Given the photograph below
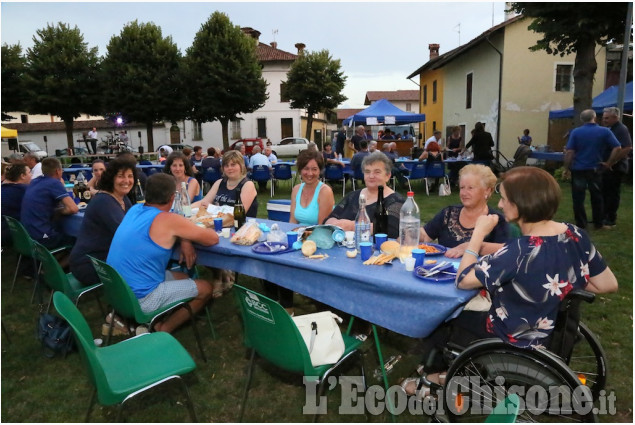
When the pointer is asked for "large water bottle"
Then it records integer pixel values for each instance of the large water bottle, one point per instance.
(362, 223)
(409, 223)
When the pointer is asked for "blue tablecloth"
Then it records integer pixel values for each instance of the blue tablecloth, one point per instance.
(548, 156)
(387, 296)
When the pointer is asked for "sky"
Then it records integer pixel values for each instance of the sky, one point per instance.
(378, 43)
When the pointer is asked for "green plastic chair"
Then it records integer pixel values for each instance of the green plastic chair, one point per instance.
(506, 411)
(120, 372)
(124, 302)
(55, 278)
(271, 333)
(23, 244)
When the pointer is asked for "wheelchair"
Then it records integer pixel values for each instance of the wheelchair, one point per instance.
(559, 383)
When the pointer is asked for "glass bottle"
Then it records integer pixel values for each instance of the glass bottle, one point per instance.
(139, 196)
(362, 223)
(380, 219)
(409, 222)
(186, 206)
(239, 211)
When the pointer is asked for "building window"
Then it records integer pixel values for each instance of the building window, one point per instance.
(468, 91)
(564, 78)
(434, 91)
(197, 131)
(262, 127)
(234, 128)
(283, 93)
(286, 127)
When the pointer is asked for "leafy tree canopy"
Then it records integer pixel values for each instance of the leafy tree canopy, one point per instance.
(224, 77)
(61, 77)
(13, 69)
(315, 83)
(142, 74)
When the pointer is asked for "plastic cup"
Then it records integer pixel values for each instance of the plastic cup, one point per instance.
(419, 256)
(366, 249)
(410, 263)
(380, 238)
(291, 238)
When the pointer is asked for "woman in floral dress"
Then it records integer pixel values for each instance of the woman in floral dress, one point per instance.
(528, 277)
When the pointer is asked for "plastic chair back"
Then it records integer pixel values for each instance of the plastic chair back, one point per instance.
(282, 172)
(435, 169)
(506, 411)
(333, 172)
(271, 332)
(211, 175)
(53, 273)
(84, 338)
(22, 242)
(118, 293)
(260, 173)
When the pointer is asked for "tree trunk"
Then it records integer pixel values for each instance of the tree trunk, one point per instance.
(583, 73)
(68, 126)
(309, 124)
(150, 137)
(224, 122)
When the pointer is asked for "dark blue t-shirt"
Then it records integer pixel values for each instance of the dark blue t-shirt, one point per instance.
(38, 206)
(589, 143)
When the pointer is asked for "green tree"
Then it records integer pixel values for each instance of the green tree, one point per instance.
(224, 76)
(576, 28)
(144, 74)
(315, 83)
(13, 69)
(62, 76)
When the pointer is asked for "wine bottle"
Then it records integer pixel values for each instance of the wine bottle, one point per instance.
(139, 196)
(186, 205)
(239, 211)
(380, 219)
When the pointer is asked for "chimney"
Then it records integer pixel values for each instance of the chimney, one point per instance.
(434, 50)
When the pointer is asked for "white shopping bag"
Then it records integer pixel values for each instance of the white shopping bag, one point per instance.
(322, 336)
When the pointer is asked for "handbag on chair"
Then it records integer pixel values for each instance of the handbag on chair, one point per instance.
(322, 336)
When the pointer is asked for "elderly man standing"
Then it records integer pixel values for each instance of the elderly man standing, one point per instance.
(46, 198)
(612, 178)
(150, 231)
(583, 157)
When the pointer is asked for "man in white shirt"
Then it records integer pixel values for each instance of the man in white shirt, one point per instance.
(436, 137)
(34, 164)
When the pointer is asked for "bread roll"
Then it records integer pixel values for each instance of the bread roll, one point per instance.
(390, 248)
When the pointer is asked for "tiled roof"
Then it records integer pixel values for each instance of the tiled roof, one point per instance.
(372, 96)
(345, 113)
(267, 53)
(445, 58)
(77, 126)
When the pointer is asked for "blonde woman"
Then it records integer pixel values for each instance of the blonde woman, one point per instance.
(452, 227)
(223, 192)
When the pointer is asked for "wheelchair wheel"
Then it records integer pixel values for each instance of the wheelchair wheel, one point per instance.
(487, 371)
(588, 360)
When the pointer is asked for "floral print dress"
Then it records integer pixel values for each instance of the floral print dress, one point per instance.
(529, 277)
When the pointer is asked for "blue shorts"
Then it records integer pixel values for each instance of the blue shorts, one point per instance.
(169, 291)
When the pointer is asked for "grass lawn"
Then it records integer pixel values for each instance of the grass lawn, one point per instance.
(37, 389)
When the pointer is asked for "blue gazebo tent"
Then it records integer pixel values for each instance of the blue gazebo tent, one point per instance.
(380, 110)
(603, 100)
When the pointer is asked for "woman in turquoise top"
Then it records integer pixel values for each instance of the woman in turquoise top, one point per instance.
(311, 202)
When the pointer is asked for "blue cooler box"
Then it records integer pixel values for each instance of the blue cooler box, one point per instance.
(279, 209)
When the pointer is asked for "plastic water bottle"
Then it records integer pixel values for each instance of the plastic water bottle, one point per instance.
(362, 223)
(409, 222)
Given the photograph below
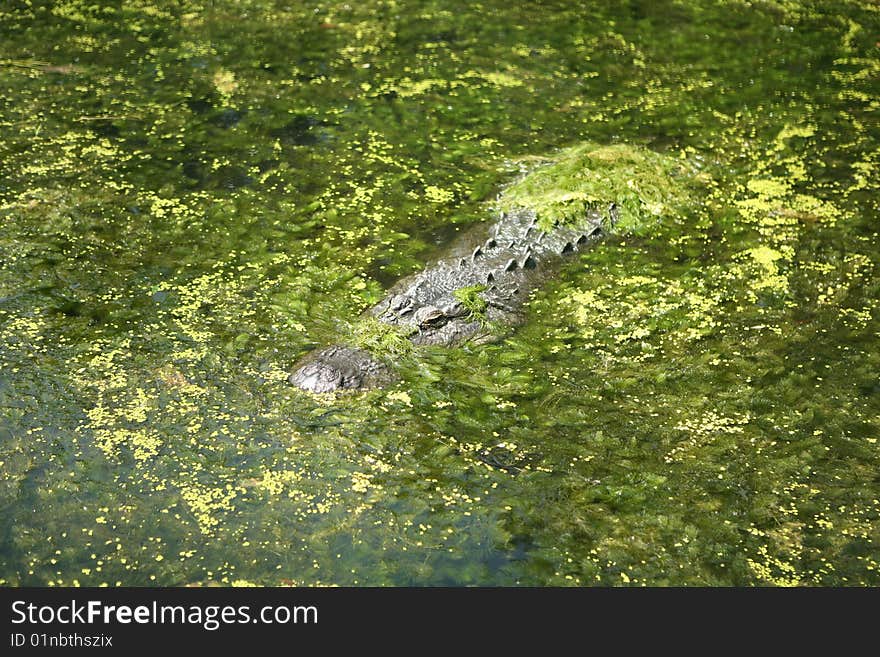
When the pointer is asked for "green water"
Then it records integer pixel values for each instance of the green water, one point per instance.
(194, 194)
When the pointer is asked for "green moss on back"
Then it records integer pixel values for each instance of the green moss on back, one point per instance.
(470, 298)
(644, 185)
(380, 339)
#####
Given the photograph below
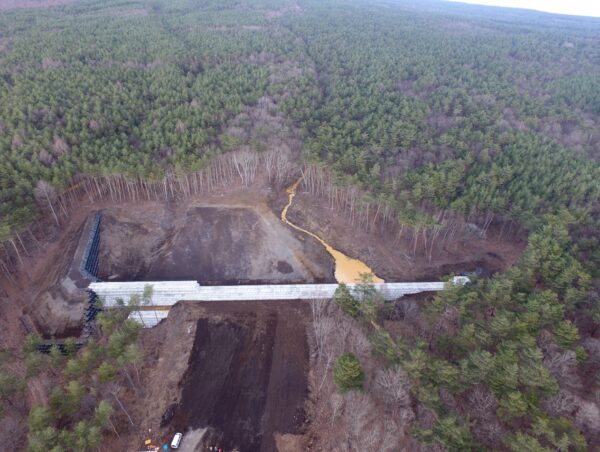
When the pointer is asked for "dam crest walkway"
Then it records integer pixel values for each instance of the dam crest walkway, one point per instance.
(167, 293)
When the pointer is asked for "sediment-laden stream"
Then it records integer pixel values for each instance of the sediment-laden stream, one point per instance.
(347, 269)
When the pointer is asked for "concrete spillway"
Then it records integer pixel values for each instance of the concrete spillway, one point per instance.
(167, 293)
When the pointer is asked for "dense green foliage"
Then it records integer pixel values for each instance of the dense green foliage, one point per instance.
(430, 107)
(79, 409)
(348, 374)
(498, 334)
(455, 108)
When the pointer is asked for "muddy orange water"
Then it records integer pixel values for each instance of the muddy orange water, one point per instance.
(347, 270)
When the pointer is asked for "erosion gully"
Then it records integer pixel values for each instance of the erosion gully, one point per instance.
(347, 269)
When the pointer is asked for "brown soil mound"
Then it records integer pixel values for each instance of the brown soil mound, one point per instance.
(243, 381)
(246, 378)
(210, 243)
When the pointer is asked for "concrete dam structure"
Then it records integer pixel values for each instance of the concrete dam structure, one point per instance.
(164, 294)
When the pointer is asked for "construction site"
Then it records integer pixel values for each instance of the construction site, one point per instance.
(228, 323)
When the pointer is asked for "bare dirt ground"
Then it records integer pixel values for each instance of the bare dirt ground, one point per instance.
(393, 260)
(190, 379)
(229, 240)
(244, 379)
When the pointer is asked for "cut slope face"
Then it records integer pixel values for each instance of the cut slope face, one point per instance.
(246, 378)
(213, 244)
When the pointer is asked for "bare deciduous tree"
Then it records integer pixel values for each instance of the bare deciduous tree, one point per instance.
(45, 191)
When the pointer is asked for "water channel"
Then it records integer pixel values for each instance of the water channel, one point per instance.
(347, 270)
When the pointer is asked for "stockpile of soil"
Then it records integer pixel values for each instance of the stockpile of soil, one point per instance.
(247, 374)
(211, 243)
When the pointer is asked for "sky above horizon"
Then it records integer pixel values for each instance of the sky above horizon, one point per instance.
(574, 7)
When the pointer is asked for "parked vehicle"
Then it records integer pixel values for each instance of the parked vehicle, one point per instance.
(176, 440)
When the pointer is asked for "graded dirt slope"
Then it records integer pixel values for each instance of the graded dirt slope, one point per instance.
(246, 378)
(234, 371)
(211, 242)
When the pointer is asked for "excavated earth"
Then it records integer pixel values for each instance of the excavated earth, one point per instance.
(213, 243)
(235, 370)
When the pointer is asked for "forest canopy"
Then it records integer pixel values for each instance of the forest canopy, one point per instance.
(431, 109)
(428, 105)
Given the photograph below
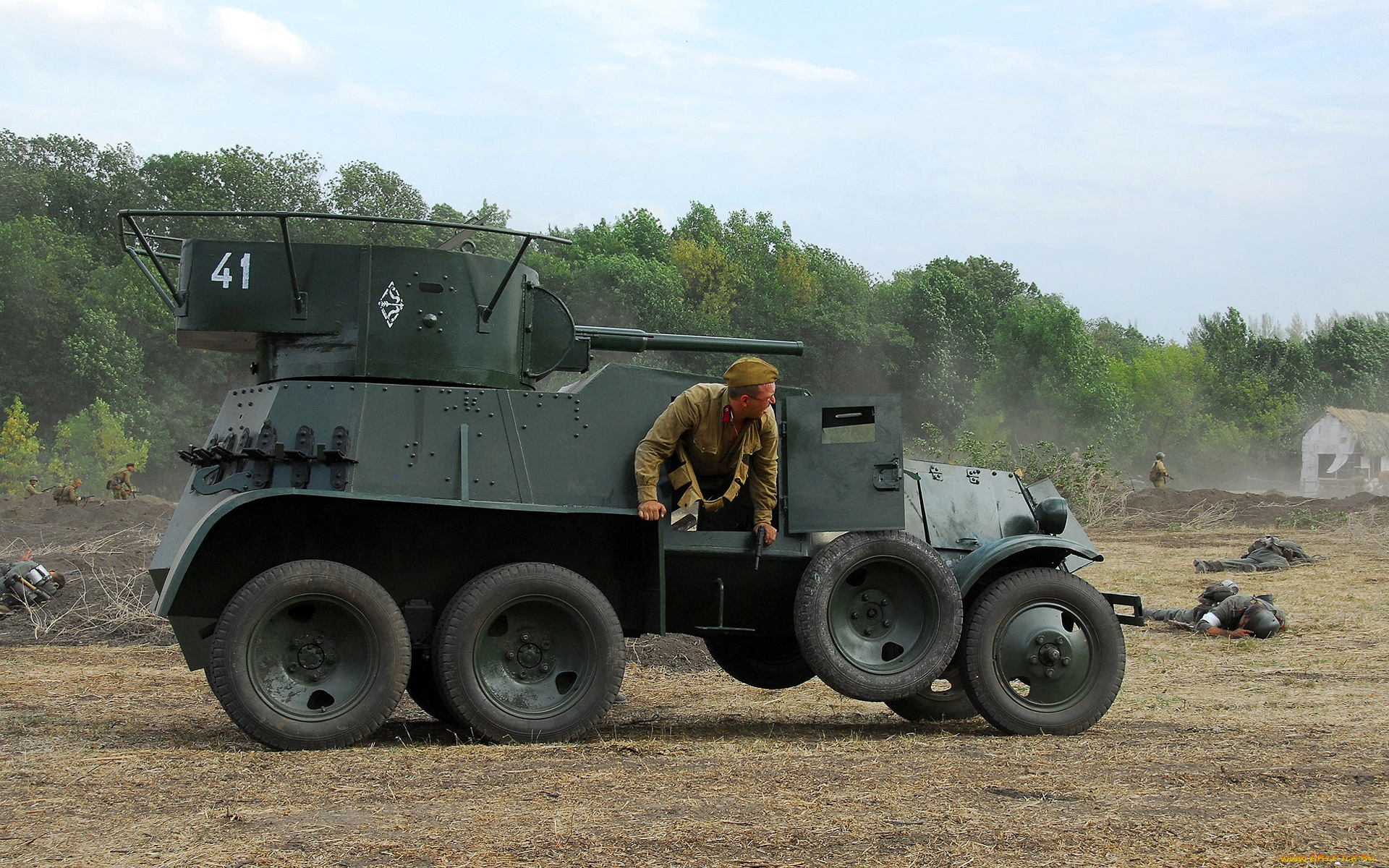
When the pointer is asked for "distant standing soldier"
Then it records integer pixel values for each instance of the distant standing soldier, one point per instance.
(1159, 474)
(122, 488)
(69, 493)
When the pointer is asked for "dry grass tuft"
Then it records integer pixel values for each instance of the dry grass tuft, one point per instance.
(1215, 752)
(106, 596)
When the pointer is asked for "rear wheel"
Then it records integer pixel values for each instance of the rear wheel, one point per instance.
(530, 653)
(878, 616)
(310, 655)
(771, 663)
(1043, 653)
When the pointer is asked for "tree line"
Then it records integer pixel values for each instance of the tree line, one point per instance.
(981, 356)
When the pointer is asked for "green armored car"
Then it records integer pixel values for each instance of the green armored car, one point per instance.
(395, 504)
#####
> EXERCISE DESCRIPTION
State how many lines in the entries above contain the string "dark". Reply with only that number.

> ANSWER TO THIS EXERCISE
2